Copy the data below exactly, beginning with the line that contains "Target: gray rock" and continuing through the final line of the data.

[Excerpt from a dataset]
• • • • •

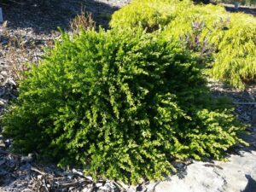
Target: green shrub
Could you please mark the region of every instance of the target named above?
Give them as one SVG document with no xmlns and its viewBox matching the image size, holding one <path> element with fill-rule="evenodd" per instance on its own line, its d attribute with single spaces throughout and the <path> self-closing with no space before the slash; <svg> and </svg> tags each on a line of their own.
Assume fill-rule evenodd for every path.
<svg viewBox="0 0 256 192">
<path fill-rule="evenodd" d="M 193 36 L 193 23 L 202 24 L 196 37 Z M 203 49 L 208 46 L 214 49 L 211 52 L 213 63 L 208 73 L 213 78 L 241 89 L 246 83 L 255 82 L 256 19 L 253 16 L 230 14 L 221 6 L 194 5 L 189 1 L 134 0 L 113 15 L 110 25 L 113 28 L 161 31 L 166 40 L 173 37 L 198 38 L 192 42 L 200 43 Z"/>
<path fill-rule="evenodd" d="M 20 83 L 4 135 L 20 152 L 133 183 L 169 175 L 177 159 L 221 159 L 243 128 L 195 61 L 160 35 L 63 34 Z"/>
</svg>

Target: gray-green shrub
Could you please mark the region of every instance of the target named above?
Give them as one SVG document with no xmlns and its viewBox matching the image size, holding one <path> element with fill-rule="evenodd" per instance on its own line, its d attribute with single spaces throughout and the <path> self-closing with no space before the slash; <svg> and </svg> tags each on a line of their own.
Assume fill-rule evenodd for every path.
<svg viewBox="0 0 256 192">
<path fill-rule="evenodd" d="M 243 127 L 179 43 L 141 31 L 62 34 L 2 119 L 20 152 L 135 183 L 172 160 L 223 158 Z"/>
</svg>

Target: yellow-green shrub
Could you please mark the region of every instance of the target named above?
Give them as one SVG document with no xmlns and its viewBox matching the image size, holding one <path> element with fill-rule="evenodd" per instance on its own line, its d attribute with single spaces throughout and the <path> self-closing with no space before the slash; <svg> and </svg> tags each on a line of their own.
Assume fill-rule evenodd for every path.
<svg viewBox="0 0 256 192">
<path fill-rule="evenodd" d="M 193 23 L 201 25 L 196 37 Z M 230 14 L 221 6 L 194 5 L 189 1 L 135 0 L 116 12 L 110 25 L 143 27 L 150 32 L 160 31 L 167 41 L 173 37 L 183 43 L 199 38 L 196 41 L 201 49 L 214 49 L 209 74 L 239 88 L 244 88 L 246 82 L 255 81 L 256 19 L 253 16 Z"/>
</svg>

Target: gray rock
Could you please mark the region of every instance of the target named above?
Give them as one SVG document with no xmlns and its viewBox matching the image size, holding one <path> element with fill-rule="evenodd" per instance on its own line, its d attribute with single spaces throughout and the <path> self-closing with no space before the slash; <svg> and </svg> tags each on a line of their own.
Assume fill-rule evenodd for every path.
<svg viewBox="0 0 256 192">
<path fill-rule="evenodd" d="M 256 108 L 252 111 L 252 123 L 256 124 Z"/>
</svg>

• • • • •

Full solution:
Target: gray rock
Could you please mark the region of every instance of the target named above?
Give them as one SVG document with no xmlns and its viewBox matching the image size, holding one <path> element with fill-rule="evenodd" per instance on its own line, its d attribute with single spaces throughout and the <path> self-closing with no space before the slash; <svg> and </svg> tags each on a line of their own.
Assume fill-rule evenodd for every path.
<svg viewBox="0 0 256 192">
<path fill-rule="evenodd" d="M 256 108 L 252 111 L 252 123 L 256 124 Z"/>
</svg>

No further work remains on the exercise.